WORK INSTRUCTIONS:
Answer these questions about the text below on memory offloading in datacenters:
1. Which Big Tech companies does the text name as spending billions of dollars buying memory?
2. What two ways of creating a second, less expensive memory tier does it mention?
3. At which company was TMO deployed at scale?

EXCERPT TO READ:
=======

Technical Perspective: Memory Efficiency via Offloading in Warehouse-Scale Datacenters

Large warehouse-scale computers (WSCs) underpin all the cloud computing services we use daily—whether it is Web search, video streaming, social networks, or even emerging AI chatbots or agents. The memory subsystem in these computers poses one of the biggest challenges in their design and operation: Across the industry, Big Tech companies such as Amazon, Google, Meta, and Microsoft spend billions of dollars buying memory and consume hundreds of megawatts powering them. Sadly, this problem is only getting worse, exacerbated by slowing of technology scaling trends (like Moore’s law) and exploding demand for more data and correspondingly more memory—for example, artificial intelligence (AI) workloads.

One approach to address the costs of memory is to use tiers. Most workloads have a working dataset that includes both hot (more frequently used) and cold (less frequently used) data. Assigning the hot data to the fast but expensive memory while moving the colder data to a less expensive, albeit slower memory tier can make a dramatic difference to the total spending on memory. There are multiple ways to create this second, less expensive memory tier. We could use less costly, slower storage media, such as flash and solid-state devices, or we could use faster memory and compress the data there.

However, to make this work, we have to answer some important questions. How do we move data between the different memory tiers so that the applications do not slow down too much? This is particularly challenging since, in the same way memory dominates costs, memory also dominates performance in WSCs. Even relatively small variations in average memory latencies can lead to large performance slowdowns that can wash out any cost savings. There are other challenges too: How do we move data transparently so that we do not need to change the plethora of workloads that run on these large cloud computing systems? And, most importantly, how do we do all this, at warehouse-scale, across heterogeneous workloads and diverse memory technologies?

The accompanying paper, “TMO: Transparent Memory Offloading in Datacenters,” addresses these questions. Focusing on an application-transparent, kernel-driven approach, TMO seeks to answer the two underlying questions of memory-tier management to meet the previously mentioned objectives: when to offload (and how much), and what memory to offload. The paper shows how its answers to these questions were very effective in the context of a real-world at-scale deployment at Meta.

=======

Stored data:
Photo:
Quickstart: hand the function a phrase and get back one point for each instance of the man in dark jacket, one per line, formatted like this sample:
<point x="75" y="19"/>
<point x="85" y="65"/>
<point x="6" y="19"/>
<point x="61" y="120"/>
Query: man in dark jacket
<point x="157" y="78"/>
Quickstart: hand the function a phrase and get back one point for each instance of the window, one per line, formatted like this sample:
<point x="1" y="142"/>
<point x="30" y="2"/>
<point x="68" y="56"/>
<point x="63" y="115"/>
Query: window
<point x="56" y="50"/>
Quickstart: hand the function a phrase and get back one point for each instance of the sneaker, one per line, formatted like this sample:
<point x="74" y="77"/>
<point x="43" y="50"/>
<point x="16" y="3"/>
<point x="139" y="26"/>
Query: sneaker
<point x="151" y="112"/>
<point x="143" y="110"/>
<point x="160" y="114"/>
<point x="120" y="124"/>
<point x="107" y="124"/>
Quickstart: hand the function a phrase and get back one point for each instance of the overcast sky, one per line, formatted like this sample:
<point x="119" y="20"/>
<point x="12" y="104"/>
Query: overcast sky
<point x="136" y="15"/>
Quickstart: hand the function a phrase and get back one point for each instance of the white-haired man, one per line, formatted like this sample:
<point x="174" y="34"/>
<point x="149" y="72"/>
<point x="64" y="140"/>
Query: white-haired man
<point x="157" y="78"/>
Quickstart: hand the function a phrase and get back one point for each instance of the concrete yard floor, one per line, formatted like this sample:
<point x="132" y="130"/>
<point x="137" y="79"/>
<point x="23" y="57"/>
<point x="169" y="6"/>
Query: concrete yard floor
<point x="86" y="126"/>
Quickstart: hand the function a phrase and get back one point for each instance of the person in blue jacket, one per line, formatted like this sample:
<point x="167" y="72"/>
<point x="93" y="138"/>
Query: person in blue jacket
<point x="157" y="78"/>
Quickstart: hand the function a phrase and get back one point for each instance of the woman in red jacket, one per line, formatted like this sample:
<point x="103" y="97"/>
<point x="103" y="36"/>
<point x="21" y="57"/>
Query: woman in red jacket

=======

WRITTEN SOLUTION:
1. Amazon, Google, Meta, and Microsoft.
2. Using less costly, slower storage media such as flash and solid-state devices, or using faster memory and compressing the data there.
3. Meta.